[What to work on]:
Would you write out all of the records that follow, exactly as they stand?

=== Begin Enclosure ===

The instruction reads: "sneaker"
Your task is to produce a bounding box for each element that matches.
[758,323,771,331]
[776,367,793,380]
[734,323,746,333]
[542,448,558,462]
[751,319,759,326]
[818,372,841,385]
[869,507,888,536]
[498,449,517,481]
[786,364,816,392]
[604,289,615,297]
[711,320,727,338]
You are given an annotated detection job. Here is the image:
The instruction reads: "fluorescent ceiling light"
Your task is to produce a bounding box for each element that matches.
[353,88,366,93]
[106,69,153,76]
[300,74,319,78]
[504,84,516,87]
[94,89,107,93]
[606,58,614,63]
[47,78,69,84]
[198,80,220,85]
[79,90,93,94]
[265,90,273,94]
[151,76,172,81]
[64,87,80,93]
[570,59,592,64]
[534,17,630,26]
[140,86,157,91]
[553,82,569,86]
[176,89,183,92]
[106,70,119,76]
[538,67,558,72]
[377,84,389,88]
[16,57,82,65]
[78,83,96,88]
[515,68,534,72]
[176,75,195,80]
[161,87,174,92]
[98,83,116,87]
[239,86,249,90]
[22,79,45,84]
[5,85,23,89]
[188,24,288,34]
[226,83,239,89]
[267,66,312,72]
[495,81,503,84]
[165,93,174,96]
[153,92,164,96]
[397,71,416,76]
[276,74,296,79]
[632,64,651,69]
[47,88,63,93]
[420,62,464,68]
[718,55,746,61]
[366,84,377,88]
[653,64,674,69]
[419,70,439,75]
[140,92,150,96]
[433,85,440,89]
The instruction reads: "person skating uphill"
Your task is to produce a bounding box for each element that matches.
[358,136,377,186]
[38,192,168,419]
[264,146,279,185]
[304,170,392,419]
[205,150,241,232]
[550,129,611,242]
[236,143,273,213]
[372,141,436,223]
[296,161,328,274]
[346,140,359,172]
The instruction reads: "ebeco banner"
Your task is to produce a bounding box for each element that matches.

=== End Enclosure ===

[Solution to this problem]:
The instruction reads: "sneaker"
Your task is to produce a bounding box for each element that matches.
[758,323,771,331]
[776,367,793,380]
[734,323,746,333]
[542,448,558,462]
[751,319,759,326]
[818,372,841,385]
[869,507,888,536]
[498,449,517,481]
[786,364,816,392]
[604,289,615,297]
[711,320,727,338]
You are given an annotated detection job. Here is the image:
The instruction reads: "fluorescent ceiling light"
Your task is to produce a bounding box for each element that matches.
[353,88,366,93]
[106,69,153,76]
[300,74,319,78]
[504,84,516,87]
[94,89,107,93]
[606,58,614,63]
[47,78,69,84]
[198,80,220,85]
[79,90,93,94]
[265,90,273,94]
[151,76,172,81]
[64,87,80,93]
[570,59,592,64]
[534,17,630,26]
[140,86,157,91]
[553,82,569,86]
[176,89,183,92]
[106,70,119,76]
[538,67,558,72]
[377,84,389,88]
[16,57,82,65]
[78,83,96,88]
[515,68,534,72]
[176,75,195,80]
[161,87,174,92]
[98,83,116,87]
[239,86,249,90]
[22,79,45,84]
[5,85,23,89]
[188,24,288,34]
[226,83,239,89]
[267,66,312,72]
[495,81,503,84]
[165,93,174,96]
[153,92,164,96]
[397,71,416,76]
[276,74,296,79]
[632,64,651,69]
[47,88,63,93]
[420,62,464,68]
[718,55,746,61]
[366,84,377,88]
[653,64,674,69]
[419,70,439,75]
[140,92,150,96]
[433,85,440,89]
The instruction reads: "person skating uphill"
Your task is to produce a bounding box for each element that matches.
[358,136,377,186]
[38,192,168,419]
[264,146,279,185]
[304,170,392,419]
[205,150,241,232]
[550,129,611,242]
[236,143,273,213]
[372,141,436,223]
[296,161,328,274]
[346,140,359,172]
The instruction reads: "ebeco banner"
Your task is to produce a bounding box for each element that matches.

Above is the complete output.